[START PAGE EXCERPT]
This weekend, I took pictures of nearly everything so you could see how I food prep for the week. I hope this illustrates how I manage to feed my family homemade food 7 days a week. Here it goes!—pictures and everything!! I know it’s long, but grab a cup of coffee, a glass of wine, or a yummy cookie, and enjoy. 

1. I plan around lunch.

I am about 6 weeks ahead of my subscribers when it comes to the “active plan,” but this way I can see how everything works out for the week and which “make-ahead tips” I insert in our meal plan in addition to those favorite family-size recipes (some are slow cooker too!).

Why plan around lunch? This is the one meal where we are away from each other, so packing nutrition and variety is important. I pack five lunches every day: that’s three kids and two adults. We all eat the same thing in different portions, and I make adjustments for our gluten and dairy allergies.

2. Set aside time.

Sunday is our “family day.” We have a fun family breakfast (like my easy overnight cinnamon rolls), head to church, and come home. While everyone is eating lunch and the baby is napping, I head to the grocery store (um, groceries), come home, and get started. Just so you know, while I am doing all of this, the kids are playing, bugging me, jumping on the trampoline, and bugging mom some more—they are kids, after all.

3. Wash and prep all fruits and vegetables.   

I get the kids to do most of the washing and putting away. They play grocery store. Apples, pears, etc. get washed and stashed in the fridge or fruit bowl. Berries get washed and the ripe pineapple gets cut up and stored in a container. Any leftover fruit from last week that was very ripe gets minimally cooked and pureed then packed in a re-usable pouch for an after-school snack.
[END PAGE EXCERPT]
[START DATA SHOWN]
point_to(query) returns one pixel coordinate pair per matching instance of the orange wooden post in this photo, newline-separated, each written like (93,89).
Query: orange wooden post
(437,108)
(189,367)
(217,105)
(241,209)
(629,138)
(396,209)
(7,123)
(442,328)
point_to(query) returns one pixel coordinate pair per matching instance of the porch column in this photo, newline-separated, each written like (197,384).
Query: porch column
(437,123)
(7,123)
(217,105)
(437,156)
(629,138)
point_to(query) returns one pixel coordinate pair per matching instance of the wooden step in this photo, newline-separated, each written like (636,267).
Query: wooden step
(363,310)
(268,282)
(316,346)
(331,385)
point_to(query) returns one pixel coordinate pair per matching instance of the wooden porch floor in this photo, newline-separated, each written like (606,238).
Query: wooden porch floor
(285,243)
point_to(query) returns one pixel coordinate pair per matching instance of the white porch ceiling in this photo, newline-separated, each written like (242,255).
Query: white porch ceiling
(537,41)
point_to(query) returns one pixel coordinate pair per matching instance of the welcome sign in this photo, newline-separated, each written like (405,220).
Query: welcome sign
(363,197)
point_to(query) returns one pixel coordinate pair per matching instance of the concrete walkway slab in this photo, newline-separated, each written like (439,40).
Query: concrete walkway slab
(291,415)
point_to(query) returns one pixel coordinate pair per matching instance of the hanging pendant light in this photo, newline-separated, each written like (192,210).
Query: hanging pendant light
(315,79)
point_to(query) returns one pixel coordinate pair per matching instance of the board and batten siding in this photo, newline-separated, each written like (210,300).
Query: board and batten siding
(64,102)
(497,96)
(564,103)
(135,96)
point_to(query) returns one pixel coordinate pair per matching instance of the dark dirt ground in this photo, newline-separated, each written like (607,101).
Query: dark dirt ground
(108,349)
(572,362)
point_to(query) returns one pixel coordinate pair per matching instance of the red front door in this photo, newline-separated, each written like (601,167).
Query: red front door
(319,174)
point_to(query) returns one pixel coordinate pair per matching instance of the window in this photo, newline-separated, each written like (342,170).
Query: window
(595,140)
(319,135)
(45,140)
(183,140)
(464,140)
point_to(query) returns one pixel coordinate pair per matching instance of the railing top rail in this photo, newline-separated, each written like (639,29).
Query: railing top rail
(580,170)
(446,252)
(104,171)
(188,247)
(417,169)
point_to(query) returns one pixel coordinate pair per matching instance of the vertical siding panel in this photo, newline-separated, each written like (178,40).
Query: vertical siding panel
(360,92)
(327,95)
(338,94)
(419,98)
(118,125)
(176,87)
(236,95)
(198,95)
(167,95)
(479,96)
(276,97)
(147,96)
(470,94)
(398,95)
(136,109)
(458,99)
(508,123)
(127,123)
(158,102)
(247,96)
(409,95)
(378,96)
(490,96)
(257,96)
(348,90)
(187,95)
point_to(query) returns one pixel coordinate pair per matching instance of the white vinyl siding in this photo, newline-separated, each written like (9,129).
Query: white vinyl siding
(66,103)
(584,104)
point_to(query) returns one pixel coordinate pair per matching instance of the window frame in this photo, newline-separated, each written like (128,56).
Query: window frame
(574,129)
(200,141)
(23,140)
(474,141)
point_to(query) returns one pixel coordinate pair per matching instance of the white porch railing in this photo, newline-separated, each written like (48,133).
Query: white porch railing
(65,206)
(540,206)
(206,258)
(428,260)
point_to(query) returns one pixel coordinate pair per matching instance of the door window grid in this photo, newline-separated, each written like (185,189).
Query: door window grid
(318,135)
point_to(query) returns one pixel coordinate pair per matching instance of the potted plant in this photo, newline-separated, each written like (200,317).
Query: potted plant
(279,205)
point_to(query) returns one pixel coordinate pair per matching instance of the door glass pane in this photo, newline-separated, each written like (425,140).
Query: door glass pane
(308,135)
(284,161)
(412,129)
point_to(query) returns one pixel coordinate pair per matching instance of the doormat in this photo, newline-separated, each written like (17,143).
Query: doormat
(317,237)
[END DATA SHOWN]
TASKS TO CARRY OUT:
A) In the weekly food prep text, how many lunches does the writer pack each day?
B) Go on with the weekly food prep text from the point where it stops.

REPLIES:
A) Five: three for the kids and two for the adults.

B)
4. Get your oven busy! 

Once I turn on the oven, that’s it. Everything gets baked. This week, we are having a breakfast quiche (from leftover deli meats or just a few slices of turkey and ham) plus cheese. I also prepped zucchinis to be roasted the next night (in olive oil and seasoning) and store them directly in an oven-ready dish. The quiche recipe is in one of our menus. I also bake any cookies or baked goods while the oven is on.

5. Prep your grains. 

There is nothing wrong with cooking rice and pasta a few days ahead of time (like three). My rice cooker cooked the rice, and I boiled pasta. That same night (Sunday night) I made our easy fried rice and made ahead a dairy-free mac and cheese sauce. It was amazing, and my non-vegan/dairy-free kids devoured it. Leftover fried rice is Tuesday’s warm lunch :). Click here to learn how long food keeps hot in a thermos.

6. Make sauces ahead of time. 

I made tomato basil sauce and walnut pesto (or try our broccoli pesto recipe). I simply store sauces in a jar and refrigerate. I made a few DIY frozen pizzas while I was at it and sent those to the freezer. By the way, this is one thing my kids love helping out with. They play “pizzeria!”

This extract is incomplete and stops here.